> Problem description: A faithful copy of every record is needed here. Images must not appear in it.

(Region pointing data)

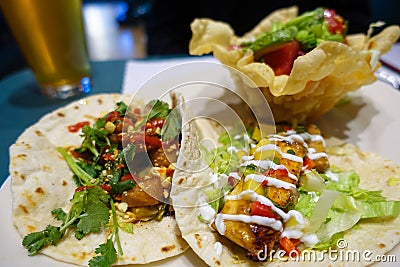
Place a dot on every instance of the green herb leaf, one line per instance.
(129, 152)
(34, 242)
(159, 109)
(108, 255)
(121, 108)
(59, 214)
(172, 126)
(96, 215)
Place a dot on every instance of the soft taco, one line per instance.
(288, 198)
(302, 63)
(79, 196)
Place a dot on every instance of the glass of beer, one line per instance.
(51, 36)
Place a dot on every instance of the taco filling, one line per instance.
(280, 193)
(122, 170)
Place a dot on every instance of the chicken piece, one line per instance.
(236, 231)
(147, 192)
(295, 149)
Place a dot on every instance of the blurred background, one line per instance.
(118, 29)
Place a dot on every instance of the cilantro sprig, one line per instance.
(88, 214)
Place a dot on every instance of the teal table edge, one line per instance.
(22, 105)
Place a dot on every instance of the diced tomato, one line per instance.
(170, 172)
(83, 188)
(108, 157)
(278, 173)
(234, 47)
(232, 181)
(257, 208)
(113, 116)
(76, 127)
(288, 246)
(308, 163)
(154, 123)
(129, 176)
(106, 187)
(287, 128)
(334, 21)
(281, 60)
(152, 141)
(75, 154)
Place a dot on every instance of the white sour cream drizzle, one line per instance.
(266, 165)
(283, 155)
(261, 220)
(290, 232)
(271, 181)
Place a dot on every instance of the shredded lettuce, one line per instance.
(341, 205)
(310, 29)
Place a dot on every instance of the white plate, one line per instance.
(370, 121)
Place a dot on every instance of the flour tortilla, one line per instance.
(377, 236)
(42, 181)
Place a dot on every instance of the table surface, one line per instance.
(22, 105)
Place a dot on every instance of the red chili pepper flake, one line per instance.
(76, 127)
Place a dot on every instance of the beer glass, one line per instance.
(50, 34)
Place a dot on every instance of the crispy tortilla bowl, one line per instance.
(371, 236)
(318, 79)
(42, 181)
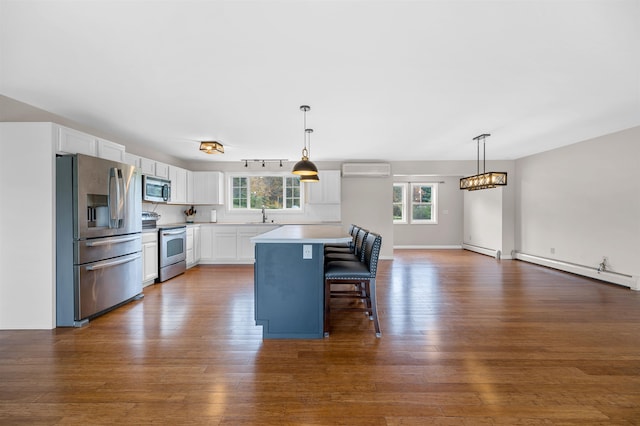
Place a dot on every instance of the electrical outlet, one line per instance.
(307, 251)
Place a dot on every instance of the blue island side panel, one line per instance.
(289, 291)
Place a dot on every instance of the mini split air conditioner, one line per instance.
(366, 169)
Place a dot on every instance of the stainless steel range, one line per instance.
(172, 251)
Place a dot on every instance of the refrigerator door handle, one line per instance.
(113, 197)
(181, 231)
(121, 198)
(108, 264)
(116, 199)
(104, 242)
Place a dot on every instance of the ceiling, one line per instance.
(386, 80)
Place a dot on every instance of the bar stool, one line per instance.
(344, 248)
(357, 255)
(362, 274)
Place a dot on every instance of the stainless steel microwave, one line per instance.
(155, 189)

> Exercise answer:
Place a dot on every instance of the green herb leaf, one line per instance.
(129, 152)
(34, 242)
(159, 109)
(108, 255)
(121, 108)
(59, 214)
(172, 126)
(96, 215)
Place a dot on every instance of the soft taco, one line per instance.
(288, 198)
(302, 63)
(79, 196)
Place a dot on every instance of the glass of beer, one line per instance.
(51, 36)
Place a dot on every instance of the taco filling, one line per instance.
(280, 193)
(122, 170)
Place a dot on every instance of the chicken piece, one line per instance.
(236, 231)
(147, 192)
(295, 149)
Place a dot on every instance of the blurred background, one line per instance.
(118, 29)
Place a dot on every instance of the cilantro sprig, one line per instance.
(88, 214)
Place a dot on every instance of the teal table edge, one line per instance.
(22, 105)
Place a dot on every instance of the diced tomato, one line per instance.
(170, 172)
(83, 188)
(108, 157)
(278, 173)
(234, 47)
(232, 181)
(257, 208)
(113, 116)
(76, 127)
(288, 246)
(308, 163)
(154, 123)
(129, 176)
(106, 187)
(287, 128)
(334, 21)
(281, 60)
(152, 141)
(75, 154)
Place a dot on every instance of the white sour cream drizzle, one line per instance.
(266, 165)
(283, 155)
(261, 220)
(290, 232)
(271, 181)
Place a dot on every instance of the shredded lettuce, one line per instance.
(341, 205)
(310, 29)
Place a dot on every instance of the white plate, one line per instance.
(370, 121)
Place a dot on every instance of the flour tortilla, one line per instance.
(377, 236)
(42, 181)
Place a dot on every instance of the table surface, one line per instance.
(22, 105)
Place a dot on every instance of the red chili pepper flake, one line per instance.
(76, 127)
Place a dot on every instance of the beer glass, one line per instance.
(50, 34)
Place a dot on every instance of the crispy tortilla bowl, one line per instance.
(371, 236)
(318, 79)
(42, 181)
Place a dot on every instance of the electrical outlet, one line per instance.
(307, 251)
Place a dot on every instance of the blue island side panel, one line per instance.
(289, 291)
Place a dot on every instance of the mini split air conditioner, one line per instance.
(366, 169)
Place a dot on every instance of the stainless steel range, one line per instance.
(172, 251)
Place a dot on every instance of the refrigerator door handle, one line per instance.
(113, 197)
(181, 231)
(121, 198)
(108, 264)
(116, 199)
(104, 242)
Place a dot on every instance of the ceiling, one line per instance.
(386, 80)
Place a dot on every instance of the bar stool, one line per instance.
(344, 248)
(357, 255)
(362, 274)
Place a dot on every instance of the stainless steel microwave, one line per instance.
(155, 189)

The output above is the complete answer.